(Location identification entries)
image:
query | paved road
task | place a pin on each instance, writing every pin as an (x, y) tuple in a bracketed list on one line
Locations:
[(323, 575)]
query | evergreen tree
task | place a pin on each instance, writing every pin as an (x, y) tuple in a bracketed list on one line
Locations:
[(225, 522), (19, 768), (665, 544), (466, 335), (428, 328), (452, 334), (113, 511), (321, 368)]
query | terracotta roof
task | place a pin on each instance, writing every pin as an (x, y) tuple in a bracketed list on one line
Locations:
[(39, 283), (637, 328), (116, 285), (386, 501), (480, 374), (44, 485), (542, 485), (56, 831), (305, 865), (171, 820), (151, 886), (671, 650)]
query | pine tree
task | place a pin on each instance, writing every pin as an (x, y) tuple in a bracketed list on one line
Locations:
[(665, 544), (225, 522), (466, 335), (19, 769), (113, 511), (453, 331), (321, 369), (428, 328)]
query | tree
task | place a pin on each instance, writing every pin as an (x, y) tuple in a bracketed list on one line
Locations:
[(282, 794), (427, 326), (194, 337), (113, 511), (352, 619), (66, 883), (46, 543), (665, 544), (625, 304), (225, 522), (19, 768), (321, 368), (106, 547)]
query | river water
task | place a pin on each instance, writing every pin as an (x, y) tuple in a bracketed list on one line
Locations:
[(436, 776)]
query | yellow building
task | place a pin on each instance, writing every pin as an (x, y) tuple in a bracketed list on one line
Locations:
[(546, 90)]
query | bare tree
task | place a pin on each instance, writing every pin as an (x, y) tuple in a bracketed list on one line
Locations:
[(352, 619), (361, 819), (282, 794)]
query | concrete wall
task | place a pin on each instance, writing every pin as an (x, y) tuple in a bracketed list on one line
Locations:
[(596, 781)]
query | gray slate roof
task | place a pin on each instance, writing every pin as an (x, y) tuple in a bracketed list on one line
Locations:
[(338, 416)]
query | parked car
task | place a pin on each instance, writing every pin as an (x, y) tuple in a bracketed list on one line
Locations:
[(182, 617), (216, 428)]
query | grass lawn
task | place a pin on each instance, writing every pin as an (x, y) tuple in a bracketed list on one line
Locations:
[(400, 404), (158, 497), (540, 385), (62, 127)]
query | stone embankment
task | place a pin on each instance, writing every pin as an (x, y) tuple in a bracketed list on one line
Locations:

Task:
Replace "Locations" with "Points" throughout the rows above and reproduce them with every other character unchanged.

Solution:
image:
query | paved road
task | place a pin on each instance, writing every pin as an (x, y) tuple in a bracketed list on one line
Points:
[(323, 575)]
query | evergreen tree
task | place a pin on each instance, writing every pin as an (x, y) tuple in a bracketed list on one line
Points:
[(225, 522), (19, 768), (665, 544), (466, 335), (428, 328), (452, 334), (113, 511), (321, 368)]
query | terracotta roof
task | place a pin on each instance, writing every pin as an (x, y) tuple in a bracketed list on one line
Points:
[(39, 283), (637, 328), (116, 285), (386, 501), (480, 374), (44, 485), (542, 485), (56, 831), (305, 865), (171, 820), (151, 886), (671, 650)]
query | pine tree
task | place a pin on each instance, writing every pin as an (x, y) tuple in a bracketed list on one line
Points:
[(665, 544), (225, 522), (466, 335), (19, 769), (113, 511), (453, 331), (321, 369), (428, 328)]
query | tree
task | place a pin on each instance, writing every pin as an (x, y) tuple in a bracketed list on one line
Points:
[(282, 794), (427, 326), (194, 337), (113, 511), (352, 619), (66, 883), (46, 543), (665, 544), (625, 304), (225, 522), (19, 768), (321, 368), (106, 547)]
query | river water
task | place a pin on each instance, writing every pin as an (x, y) tuple in a bracketed list on one line
Points:
[(436, 776)]
query | yellow building
task | place a pin on each instance, writing every pin as an (x, y) tuple in a bracketed list on one line
Points:
[(546, 90)]
query | bare tree
task | place a pin on each instance, writing every pin as an (x, y) tuple in a bracketed list on one line
Points:
[(352, 619), (361, 819), (282, 794)]
query | concrete wall
task | place a pin on each instance, writing every pin as an (x, y) tuple in a bracketed list on one line
Points:
[(596, 781)]
query | gray slate roof
task | place a pin on each instance, writing every pin as an (x, y) tuple in a bracketed list on one line
Points:
[(338, 416)]
query | parked car
task | place a pin on each instance, writing every pin as an (x, y) tuple in a bracketed list on one line
Points:
[(182, 617), (216, 428)]
query | grass lawn
task | place a pin on each instance, writing every pin as an (x, y) tuple in a bracketed list on one line
Points:
[(400, 404), (158, 497), (540, 385), (62, 127)]
query | stone embankment
task | place a pin on each instance, writing every pin as an (x, y) tuple in a bracketed list on one line
Points:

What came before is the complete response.